■ **Task to complete**
Change every "tight" to "snug" in the records, from the line holding "Labeling guideline: look at the image above and mark any snow" through the end of the records, inclusive. Give back only those lines, with nothing else altered.

■ **Record extracts**
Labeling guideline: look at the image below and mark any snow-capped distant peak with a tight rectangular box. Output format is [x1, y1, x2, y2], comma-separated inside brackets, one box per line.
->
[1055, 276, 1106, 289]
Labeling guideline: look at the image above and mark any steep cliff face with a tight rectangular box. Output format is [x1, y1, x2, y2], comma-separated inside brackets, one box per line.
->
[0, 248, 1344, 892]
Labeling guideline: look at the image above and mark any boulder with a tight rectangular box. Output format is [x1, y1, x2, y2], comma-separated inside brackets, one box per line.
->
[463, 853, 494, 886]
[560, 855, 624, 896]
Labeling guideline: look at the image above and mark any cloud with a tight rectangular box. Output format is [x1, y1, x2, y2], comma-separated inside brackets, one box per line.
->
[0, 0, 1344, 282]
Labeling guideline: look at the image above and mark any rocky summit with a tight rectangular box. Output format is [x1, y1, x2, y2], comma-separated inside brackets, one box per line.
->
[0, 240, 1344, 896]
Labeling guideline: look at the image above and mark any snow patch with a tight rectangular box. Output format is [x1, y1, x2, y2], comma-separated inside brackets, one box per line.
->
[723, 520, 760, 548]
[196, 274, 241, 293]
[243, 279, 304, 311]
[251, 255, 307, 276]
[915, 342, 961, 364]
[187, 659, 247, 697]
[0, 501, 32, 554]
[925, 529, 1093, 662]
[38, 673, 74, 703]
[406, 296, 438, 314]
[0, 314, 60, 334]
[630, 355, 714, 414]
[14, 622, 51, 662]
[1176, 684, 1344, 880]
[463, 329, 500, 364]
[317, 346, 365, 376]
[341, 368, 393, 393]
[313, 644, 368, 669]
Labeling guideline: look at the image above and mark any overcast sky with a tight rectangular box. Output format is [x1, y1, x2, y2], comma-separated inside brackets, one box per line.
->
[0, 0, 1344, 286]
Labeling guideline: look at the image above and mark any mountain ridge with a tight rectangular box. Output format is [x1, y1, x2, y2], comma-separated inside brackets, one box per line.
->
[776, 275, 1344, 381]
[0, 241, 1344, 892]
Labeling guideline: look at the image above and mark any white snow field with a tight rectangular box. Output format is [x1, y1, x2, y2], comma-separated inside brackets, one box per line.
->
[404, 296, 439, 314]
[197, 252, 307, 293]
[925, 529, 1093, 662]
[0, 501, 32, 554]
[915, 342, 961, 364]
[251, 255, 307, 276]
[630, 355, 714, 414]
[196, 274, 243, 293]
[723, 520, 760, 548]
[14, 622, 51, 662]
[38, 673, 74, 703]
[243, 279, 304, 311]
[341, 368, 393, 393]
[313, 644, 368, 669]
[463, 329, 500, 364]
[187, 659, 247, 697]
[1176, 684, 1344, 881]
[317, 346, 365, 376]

■ **Response to this task**
Labeling guideline: look at the image above and mark any snow patch with a snug rectangular box. Output format is [x1, y1, x2, y2], comma-separated inside brackets, one box per line.
->
[723, 520, 760, 548]
[196, 274, 241, 293]
[243, 279, 304, 311]
[251, 255, 307, 276]
[915, 342, 961, 364]
[187, 659, 247, 697]
[0, 501, 32, 554]
[925, 529, 1093, 662]
[38, 673, 74, 703]
[406, 296, 438, 314]
[0, 314, 60, 334]
[630, 355, 714, 414]
[14, 622, 51, 662]
[1176, 684, 1344, 880]
[463, 329, 500, 364]
[317, 346, 365, 376]
[341, 368, 393, 393]
[313, 644, 368, 669]
Labeling guideline: look at the image above and mark any overcast sky with a snug rectangular box. Output format is [x1, y1, x2, y2], comma-separated inside brackets, one box per line.
->
[0, 0, 1344, 286]
Labeling guideline: look at the image above and mark any mountain ridge with a snug rectangular box. Output format is [x1, y1, x2, y2], comma-separated inside brackets, one box per line.
->
[776, 275, 1344, 381]
[0, 241, 1344, 892]
Labeling guideline: look at the image above and mark any white snow field with a snug rectangular box. Output format is [x1, y1, x2, y2], comma-separated inside brackets, one box per line.
->
[404, 296, 439, 314]
[197, 252, 307, 293]
[925, 529, 1093, 662]
[0, 501, 32, 554]
[915, 342, 961, 364]
[251, 255, 307, 276]
[630, 355, 714, 414]
[196, 274, 243, 293]
[723, 520, 760, 548]
[14, 622, 51, 662]
[38, 673, 74, 703]
[243, 279, 304, 311]
[341, 368, 393, 393]
[313, 644, 368, 669]
[463, 329, 500, 364]
[187, 659, 247, 697]
[1176, 684, 1344, 881]
[317, 346, 365, 376]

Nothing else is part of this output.